### WHAT YOU ARE ASKED TO DO
Arrange each line of the records below as a Markdown table with two columns, "No." for the row number and "Content" for the line, omitting blank lines.

### DATA FOR THE TASK
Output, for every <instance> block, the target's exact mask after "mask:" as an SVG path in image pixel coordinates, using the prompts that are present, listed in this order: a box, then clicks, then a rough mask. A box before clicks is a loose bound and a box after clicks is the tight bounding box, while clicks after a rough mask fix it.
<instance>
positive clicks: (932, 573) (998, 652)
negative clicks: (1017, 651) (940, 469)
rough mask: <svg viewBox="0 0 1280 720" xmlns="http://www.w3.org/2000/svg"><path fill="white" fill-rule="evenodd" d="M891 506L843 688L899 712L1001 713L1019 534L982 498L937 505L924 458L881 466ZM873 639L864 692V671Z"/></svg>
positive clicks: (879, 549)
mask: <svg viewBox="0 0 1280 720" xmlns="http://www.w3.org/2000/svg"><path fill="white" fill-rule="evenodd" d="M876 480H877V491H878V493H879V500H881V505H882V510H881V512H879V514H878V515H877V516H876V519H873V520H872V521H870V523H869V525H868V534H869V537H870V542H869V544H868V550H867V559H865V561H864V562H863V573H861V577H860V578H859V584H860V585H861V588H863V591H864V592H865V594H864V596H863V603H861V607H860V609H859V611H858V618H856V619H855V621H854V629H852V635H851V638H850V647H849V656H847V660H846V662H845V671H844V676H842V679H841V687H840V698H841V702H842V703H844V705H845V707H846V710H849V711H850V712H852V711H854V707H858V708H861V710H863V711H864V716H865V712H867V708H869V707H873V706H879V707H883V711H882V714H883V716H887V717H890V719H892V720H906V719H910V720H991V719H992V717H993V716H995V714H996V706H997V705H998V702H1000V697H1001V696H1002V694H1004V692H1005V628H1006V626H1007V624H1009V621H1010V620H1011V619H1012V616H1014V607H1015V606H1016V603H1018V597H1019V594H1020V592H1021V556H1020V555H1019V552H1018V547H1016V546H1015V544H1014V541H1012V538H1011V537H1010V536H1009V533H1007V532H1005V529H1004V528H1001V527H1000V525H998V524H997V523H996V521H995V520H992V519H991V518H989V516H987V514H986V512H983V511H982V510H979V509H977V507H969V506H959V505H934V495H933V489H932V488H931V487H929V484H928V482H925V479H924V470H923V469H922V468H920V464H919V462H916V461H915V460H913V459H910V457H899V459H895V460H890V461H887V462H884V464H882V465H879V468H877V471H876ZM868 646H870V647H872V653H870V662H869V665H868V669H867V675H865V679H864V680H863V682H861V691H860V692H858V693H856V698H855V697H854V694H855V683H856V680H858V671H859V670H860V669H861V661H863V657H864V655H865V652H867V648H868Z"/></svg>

### RESPONSE
| No. | Content |
|---|---|
| 1 | Output, for every <instance> block, the target's exact mask after "mask:" as an SVG path in image pixel coordinates, using the prompts that are present, listed in this order: a box, then clicks, then a rough mask. A box before clicks is a loose bound and a box after clicks is the tight bounding box, while clicks after a rough mask fix it. |
| 2 | <instance> |
| 3 | positive clicks: (932, 573) (998, 652) |
| 4 | negative clicks: (1017, 651) (940, 469) |
| 5 | rough mask: <svg viewBox="0 0 1280 720" xmlns="http://www.w3.org/2000/svg"><path fill="white" fill-rule="evenodd" d="M891 506L843 688L899 712L1001 713L1019 534L982 498L937 505L924 458L881 466ZM873 639L864 692V671Z"/></svg> |
| 6 | positive clicks: (879, 549) |
| 7 | mask: <svg viewBox="0 0 1280 720" xmlns="http://www.w3.org/2000/svg"><path fill="white" fill-rule="evenodd" d="M876 480H877V491H878V493H879V500H881V505H882V510H881V512H879V514H878V515H877V516H876V519H873V520H872V521H870V523H869V525H868V534H869V537H870V542H869V544H868V550H867V559H865V561H864V562H863V573H861V577H860V578H859V584H860V585H861V588H863V591H864V592H865V594H864V596H863V603H861V607H860V609H859V611H858V618H856V619H855V621H854V629H852V635H851V638H850V647H849V656H847V660H846V662H845V671H844V676H842V679H841V687H840V698H841V702H842V703H844V705H845V707H846V710H849V711H850V712H852V711H854V707H858V708H861V710H863V711H864V716H865V712H867V708H869V707H873V706H879V707H883V711H882V714H883V716H887V717H890V719H892V720H906V719H910V720H991V719H992V717H993V716H995V714H996V706H997V705H998V702H1000V697H1001V696H1002V694H1004V692H1005V628H1006V626H1007V624H1009V621H1010V620H1011V619H1012V616H1014V607H1015V606H1016V603H1018V597H1019V594H1020V592H1021V556H1020V555H1019V552H1018V547H1016V546H1015V544H1014V541H1012V538H1011V537H1010V536H1009V533H1007V532H1005V529H1004V528H1001V527H1000V525H998V524H997V523H996V521H995V520H992V519H991V518H989V516H987V514H986V512H983V511H982V510H979V509H977V507H969V506H959V505H934V495H933V489H932V488H931V487H929V484H928V482H925V479H924V470H923V469H922V468H920V464H919V462H916V461H915V460H913V459H910V457H899V459H895V460H890V461H887V462H884V464H882V465H879V468H877V471H876ZM868 646H870V647H872V653H870V662H869V665H868V669H867V675H865V679H864V680H863V682H861V691H860V692H858V693H856V698H855V697H854V694H855V683H856V680H858V671H859V670H860V669H861V661H863V657H864V655H865V652H867V648H868Z"/></svg> |